EXCERPTED PASSAGE >>
----

Project 100,000 (also McNamara’s 100,000) was a 1960s program by the United States Department of Defense (DoD) to recruit soldiers that would previously have been below military mental or medical standards. While the project was promoted as a response to President Lyndon Johnson’s War on Poverty, it has been an object of criticism.

At various times in its history, the United States military has recruited people who measured below specific mental and medical standards. Those who scored in certain lower percentiles of mental aptitude tests were admitted into service during World War II, though this experience eventually led to a legal floor of IQ 80 to enlist. Another instance occurred in the 1980s due to a misnormed Armed Services Vocational Aptitude Battery.

----

DATA EXTRACTS >>
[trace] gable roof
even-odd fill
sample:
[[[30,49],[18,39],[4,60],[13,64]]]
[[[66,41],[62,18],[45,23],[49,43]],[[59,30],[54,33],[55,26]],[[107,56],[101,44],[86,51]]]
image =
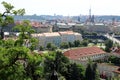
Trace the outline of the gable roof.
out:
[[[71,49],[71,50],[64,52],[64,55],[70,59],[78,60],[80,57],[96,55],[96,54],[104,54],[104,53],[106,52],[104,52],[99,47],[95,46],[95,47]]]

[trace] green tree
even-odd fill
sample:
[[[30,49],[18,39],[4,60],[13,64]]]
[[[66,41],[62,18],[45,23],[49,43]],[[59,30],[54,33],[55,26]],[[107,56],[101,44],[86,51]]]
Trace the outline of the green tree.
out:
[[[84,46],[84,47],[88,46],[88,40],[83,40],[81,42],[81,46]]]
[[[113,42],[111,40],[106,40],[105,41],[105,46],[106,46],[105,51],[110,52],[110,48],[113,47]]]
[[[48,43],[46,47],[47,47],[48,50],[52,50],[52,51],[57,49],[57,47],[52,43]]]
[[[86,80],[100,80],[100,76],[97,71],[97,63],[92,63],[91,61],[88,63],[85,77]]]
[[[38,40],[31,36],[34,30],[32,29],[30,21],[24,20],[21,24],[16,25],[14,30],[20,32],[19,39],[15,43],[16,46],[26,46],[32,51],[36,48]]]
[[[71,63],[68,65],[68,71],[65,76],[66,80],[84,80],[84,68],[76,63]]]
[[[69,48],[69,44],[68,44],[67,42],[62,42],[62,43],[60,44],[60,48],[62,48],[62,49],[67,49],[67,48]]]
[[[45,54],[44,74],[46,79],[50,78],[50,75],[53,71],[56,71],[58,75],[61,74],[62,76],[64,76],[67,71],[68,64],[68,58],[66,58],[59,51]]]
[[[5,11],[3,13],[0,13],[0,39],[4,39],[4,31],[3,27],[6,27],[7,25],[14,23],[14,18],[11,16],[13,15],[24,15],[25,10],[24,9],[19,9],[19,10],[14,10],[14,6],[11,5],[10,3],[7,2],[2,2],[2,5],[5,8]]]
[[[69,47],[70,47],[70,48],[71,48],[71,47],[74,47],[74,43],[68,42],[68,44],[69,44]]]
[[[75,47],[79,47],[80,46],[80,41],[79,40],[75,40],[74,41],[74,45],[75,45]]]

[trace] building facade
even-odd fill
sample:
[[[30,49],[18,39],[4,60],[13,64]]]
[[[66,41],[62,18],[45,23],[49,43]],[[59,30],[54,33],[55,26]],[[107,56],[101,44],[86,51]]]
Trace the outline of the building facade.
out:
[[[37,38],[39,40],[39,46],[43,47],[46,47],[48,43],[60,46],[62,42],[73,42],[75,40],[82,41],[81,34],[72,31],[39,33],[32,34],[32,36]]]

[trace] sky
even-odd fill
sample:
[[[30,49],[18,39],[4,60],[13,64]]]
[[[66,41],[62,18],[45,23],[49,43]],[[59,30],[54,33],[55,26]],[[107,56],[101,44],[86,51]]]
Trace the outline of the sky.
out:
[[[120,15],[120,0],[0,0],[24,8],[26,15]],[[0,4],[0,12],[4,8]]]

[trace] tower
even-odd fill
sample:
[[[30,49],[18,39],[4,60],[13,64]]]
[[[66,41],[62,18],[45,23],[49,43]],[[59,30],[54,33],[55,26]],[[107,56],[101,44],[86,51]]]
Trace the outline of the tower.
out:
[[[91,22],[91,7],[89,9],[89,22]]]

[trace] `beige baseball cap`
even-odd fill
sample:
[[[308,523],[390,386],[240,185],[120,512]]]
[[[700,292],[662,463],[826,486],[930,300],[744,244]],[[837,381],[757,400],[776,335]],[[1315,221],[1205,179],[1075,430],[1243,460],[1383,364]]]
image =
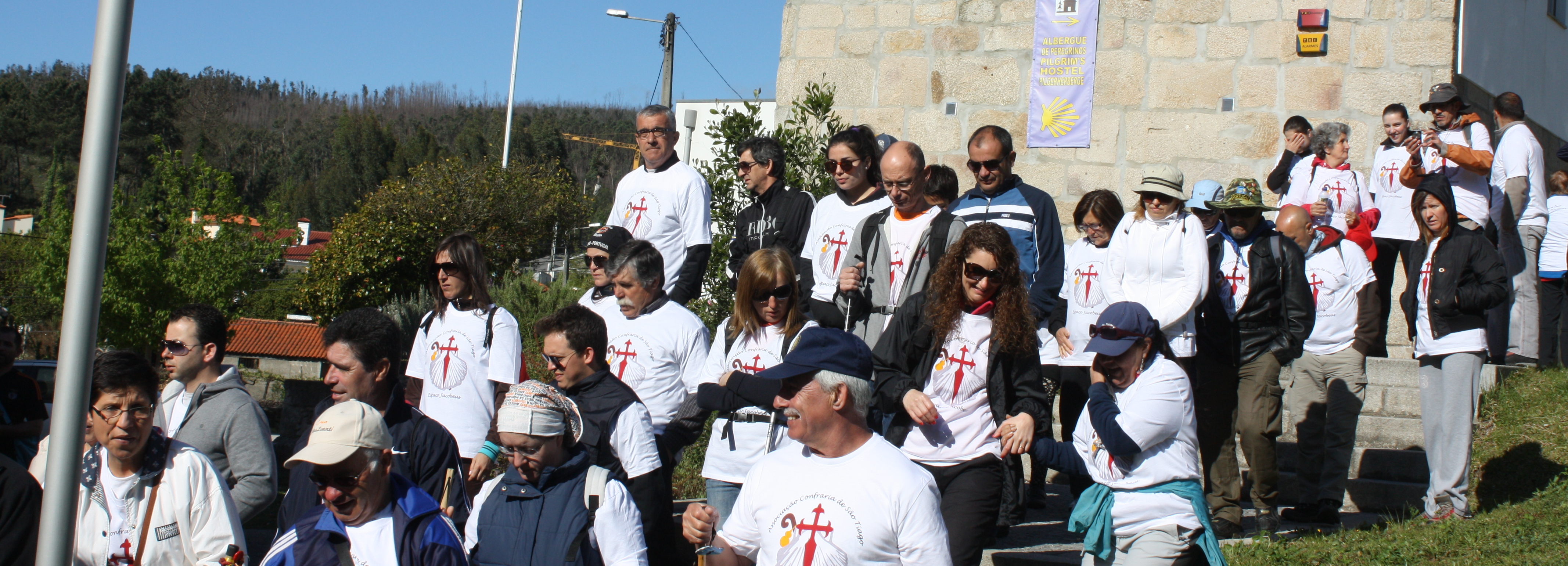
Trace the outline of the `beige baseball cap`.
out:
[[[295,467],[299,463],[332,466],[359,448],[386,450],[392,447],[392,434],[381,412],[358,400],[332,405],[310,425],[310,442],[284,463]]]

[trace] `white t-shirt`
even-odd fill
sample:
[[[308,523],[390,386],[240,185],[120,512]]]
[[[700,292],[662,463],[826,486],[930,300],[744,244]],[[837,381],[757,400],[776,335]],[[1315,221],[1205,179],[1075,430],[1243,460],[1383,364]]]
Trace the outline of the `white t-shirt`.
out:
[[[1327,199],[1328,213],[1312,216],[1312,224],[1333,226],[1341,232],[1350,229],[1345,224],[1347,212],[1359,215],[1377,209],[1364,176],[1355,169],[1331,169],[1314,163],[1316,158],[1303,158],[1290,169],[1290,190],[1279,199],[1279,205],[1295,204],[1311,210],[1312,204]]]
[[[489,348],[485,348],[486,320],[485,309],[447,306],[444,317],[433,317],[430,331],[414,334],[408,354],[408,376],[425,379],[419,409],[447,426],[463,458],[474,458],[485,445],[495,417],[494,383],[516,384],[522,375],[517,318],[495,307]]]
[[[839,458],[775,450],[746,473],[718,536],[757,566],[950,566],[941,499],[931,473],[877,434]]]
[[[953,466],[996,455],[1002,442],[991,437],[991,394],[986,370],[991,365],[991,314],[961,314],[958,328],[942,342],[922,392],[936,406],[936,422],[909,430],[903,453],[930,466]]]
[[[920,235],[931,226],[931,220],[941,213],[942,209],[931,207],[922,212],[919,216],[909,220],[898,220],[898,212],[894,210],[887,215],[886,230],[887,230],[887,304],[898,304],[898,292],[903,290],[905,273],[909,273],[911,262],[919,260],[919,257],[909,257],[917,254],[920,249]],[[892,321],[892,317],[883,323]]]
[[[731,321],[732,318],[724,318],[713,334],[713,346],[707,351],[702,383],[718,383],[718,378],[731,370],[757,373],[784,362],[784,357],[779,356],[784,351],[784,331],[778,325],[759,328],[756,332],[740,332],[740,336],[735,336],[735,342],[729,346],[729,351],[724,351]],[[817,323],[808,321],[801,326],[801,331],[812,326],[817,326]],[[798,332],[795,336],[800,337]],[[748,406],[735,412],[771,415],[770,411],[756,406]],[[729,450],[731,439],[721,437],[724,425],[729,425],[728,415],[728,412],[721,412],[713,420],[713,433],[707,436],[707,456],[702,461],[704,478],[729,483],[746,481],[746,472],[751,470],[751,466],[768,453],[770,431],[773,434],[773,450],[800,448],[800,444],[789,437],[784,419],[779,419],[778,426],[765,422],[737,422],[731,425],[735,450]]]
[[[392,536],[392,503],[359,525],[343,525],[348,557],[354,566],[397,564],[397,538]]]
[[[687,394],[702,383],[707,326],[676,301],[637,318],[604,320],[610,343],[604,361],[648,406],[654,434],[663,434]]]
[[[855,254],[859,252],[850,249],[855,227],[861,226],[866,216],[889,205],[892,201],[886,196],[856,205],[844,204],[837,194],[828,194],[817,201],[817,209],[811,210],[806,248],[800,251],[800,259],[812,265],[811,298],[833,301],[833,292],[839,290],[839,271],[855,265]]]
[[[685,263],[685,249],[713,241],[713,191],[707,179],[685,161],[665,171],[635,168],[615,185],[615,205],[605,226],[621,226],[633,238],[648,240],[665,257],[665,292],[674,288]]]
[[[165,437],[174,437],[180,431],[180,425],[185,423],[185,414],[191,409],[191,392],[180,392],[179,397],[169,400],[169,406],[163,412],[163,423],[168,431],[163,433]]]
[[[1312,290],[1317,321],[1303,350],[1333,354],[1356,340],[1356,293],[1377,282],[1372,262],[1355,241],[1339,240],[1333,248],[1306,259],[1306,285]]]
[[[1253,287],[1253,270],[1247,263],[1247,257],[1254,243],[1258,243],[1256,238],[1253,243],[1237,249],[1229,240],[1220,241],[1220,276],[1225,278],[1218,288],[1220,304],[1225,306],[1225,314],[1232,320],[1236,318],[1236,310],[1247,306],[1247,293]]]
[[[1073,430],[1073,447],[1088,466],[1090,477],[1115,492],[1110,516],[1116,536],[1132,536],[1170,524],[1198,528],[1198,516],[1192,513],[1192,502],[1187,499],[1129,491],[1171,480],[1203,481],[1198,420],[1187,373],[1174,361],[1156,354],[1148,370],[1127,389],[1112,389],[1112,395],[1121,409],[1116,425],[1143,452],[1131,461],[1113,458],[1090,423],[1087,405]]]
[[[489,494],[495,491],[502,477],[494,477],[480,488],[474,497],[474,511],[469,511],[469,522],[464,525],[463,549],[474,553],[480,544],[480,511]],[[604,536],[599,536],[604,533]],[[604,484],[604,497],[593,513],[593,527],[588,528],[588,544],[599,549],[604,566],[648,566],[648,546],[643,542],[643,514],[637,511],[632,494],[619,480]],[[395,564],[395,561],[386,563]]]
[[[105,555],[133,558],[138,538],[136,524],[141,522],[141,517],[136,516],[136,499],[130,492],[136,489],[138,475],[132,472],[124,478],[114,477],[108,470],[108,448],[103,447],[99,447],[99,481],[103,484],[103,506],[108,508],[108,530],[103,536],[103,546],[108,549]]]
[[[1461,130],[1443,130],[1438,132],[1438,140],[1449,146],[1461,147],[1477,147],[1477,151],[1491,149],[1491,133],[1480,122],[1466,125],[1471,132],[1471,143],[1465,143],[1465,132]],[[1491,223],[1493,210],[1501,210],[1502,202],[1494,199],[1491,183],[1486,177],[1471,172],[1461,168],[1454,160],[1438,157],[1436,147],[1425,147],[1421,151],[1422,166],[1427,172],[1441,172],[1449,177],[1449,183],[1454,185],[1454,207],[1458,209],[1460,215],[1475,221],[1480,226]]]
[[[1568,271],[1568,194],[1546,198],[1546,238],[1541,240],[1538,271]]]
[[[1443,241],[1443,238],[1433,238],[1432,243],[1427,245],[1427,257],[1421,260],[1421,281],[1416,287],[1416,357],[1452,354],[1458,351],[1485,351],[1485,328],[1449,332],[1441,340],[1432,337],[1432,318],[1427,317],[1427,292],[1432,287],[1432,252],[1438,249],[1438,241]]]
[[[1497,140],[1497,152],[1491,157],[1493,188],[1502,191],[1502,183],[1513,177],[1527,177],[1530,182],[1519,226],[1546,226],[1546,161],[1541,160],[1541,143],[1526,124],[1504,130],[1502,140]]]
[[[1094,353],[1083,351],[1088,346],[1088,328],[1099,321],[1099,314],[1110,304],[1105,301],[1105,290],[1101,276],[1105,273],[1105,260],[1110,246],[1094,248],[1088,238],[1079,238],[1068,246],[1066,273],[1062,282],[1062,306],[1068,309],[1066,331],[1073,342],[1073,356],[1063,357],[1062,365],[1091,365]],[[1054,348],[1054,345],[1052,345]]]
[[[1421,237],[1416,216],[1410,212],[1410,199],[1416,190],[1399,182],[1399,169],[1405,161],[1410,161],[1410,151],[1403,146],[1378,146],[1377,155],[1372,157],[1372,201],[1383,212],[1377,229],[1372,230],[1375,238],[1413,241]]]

----

PROBLEMS AND TASKS >>
- A) Answer these questions from the Project 100,000 passage:
(i) Which department ran Project 100,000?
(ii) What legal minimum IQ for enlisting came out of the World War II experience?
(iii) What was behind the 1980s instance of recruiting below standards?
- B) Please list every time period the Project 100,000 passage names.
- C) Write a continuation of the Project 100,000 passage that picks up after its last sentence.
The records have no connection to the text about Project 100,000.

LIST OF ANSWERS >>
- A)
(i) The United States Department of Defense (DoD)
(ii) IQ 80
(iii) A misnormed Armed Services Vocational Aptitude Battery

- B)
1960s
World War II
1980s

- C)
Project 100,000 was initiated by Defense Secretary Robert McNamara in October 1966 to meet the escalating manpower requirements during American involvement in the Vietnam War and ended in December 1971.[4] Promoted as a response to Johnson’s War on Poverty by giving training and opportunity to the uneducated and poor, the recruited men were classified as “New Standards Men” (or pejoratively the Moron Corps) and had scored in Category IV of the Armed Forces Qualification Test, which placed them in the 10-30 percentile range.[5] The number of soldiers reportedly recruited through the program varies, from more than 320,000[5] to 354,000, which included both volunteers and conscripts (54% to 46%).[4]

Kelly M. Greenhill, a professor at Wesleyan, wrote in the NY Times in 2006:

While standards were lowered for entry into the services, they were not lowered for acceptance to the military’s technical schools. After basic training, only the most technically qualified moved onto advanced training. The rest ended up in “soft skill” areas, including supply, food service, clerical and, most significantly, the infantry.

In the program’s first three years, nearly half of the Army’s and well over 50 percent of the Marines’ New Standards Men were assigned to combat specialties. The results were not surprising: a Project 100,000 recruit who entered the Marine Corps in 1968 was two and a half times more likely to die in combat than his higher-aptitude compatriots. After all, they tended to be the ones in the line of fire.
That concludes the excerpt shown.